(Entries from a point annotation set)
---+---
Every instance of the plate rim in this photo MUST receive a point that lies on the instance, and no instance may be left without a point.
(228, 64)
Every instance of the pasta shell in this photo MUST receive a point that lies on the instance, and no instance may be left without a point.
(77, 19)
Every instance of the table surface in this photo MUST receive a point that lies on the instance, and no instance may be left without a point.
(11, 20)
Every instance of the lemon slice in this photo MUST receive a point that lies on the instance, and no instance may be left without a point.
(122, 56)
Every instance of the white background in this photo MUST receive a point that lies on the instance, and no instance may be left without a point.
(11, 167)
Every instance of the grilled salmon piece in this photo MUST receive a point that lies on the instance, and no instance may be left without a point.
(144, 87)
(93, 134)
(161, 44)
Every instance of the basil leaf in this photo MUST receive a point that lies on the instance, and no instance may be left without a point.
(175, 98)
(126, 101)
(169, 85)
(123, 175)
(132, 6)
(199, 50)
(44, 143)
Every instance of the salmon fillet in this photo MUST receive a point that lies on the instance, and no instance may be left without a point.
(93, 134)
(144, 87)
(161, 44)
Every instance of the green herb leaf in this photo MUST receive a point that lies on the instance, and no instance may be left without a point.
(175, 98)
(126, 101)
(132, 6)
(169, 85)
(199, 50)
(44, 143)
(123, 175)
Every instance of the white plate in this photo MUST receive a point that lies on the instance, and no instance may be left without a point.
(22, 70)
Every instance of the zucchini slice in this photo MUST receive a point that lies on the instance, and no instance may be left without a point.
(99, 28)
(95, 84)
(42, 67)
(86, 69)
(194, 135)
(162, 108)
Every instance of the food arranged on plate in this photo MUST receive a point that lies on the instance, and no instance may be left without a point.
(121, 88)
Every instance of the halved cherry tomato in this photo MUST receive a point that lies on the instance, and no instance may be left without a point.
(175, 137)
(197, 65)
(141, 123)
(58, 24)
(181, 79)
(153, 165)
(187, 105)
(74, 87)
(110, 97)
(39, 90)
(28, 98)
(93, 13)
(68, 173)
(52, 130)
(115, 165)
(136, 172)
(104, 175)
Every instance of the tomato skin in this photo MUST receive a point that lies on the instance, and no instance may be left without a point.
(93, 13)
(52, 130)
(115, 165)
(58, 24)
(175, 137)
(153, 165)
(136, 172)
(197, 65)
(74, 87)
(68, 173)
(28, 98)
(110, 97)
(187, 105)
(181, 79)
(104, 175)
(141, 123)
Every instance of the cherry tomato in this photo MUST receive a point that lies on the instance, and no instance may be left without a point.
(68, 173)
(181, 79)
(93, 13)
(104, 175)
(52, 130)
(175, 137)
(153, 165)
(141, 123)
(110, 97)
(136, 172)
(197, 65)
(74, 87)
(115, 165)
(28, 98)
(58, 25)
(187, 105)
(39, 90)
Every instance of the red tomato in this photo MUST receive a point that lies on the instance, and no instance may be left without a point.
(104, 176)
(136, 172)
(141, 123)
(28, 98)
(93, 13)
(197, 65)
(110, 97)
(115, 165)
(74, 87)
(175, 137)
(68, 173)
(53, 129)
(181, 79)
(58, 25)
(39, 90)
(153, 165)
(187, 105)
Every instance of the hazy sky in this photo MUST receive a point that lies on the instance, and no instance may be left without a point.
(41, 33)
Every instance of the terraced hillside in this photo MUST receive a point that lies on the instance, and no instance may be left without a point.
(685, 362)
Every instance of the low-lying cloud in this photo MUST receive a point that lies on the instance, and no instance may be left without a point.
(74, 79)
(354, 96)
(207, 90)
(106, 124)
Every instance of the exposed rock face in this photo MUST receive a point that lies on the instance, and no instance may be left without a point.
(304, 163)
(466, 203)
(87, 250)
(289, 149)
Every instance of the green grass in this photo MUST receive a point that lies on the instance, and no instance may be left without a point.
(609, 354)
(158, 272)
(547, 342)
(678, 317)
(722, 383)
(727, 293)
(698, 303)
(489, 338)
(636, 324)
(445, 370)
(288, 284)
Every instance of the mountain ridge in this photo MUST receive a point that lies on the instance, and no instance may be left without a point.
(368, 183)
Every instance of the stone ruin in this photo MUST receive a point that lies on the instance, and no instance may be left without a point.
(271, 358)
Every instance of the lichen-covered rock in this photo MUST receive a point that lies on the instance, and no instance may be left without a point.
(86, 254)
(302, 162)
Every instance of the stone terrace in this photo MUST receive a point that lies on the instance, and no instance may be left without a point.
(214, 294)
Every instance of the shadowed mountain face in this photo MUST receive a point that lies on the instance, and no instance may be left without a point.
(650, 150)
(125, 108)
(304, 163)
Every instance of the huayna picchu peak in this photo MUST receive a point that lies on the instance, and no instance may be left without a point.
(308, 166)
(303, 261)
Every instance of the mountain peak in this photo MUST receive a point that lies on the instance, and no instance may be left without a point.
---+---
■ DESCRIPTION OF THE TASK ■
Could you quote, exactly as they appear, the line containing "Every instance of the stone terrace" and every line after it to the end of the records above?

■ SOLUTION TO THIS EXERCISE ■
Every instance of the stone terrace in this photo MUST receive a point that lies on the instance, and no instance may be left without a point.
(214, 294)
Every instance of the shadowed mountain face in this photo MUST receive a point that lies on the instance, and no instance may be left without a point.
(650, 150)
(125, 108)
(304, 163)
Every instance of the huayna picchu peak in this photo MUST receive a point that lies on the instance, and no instance may be left without a point.
(308, 166)
(303, 261)
Every instance of the mountain peak in this photo MUST receive a point that lies on the instance, and no instance may be left without a point.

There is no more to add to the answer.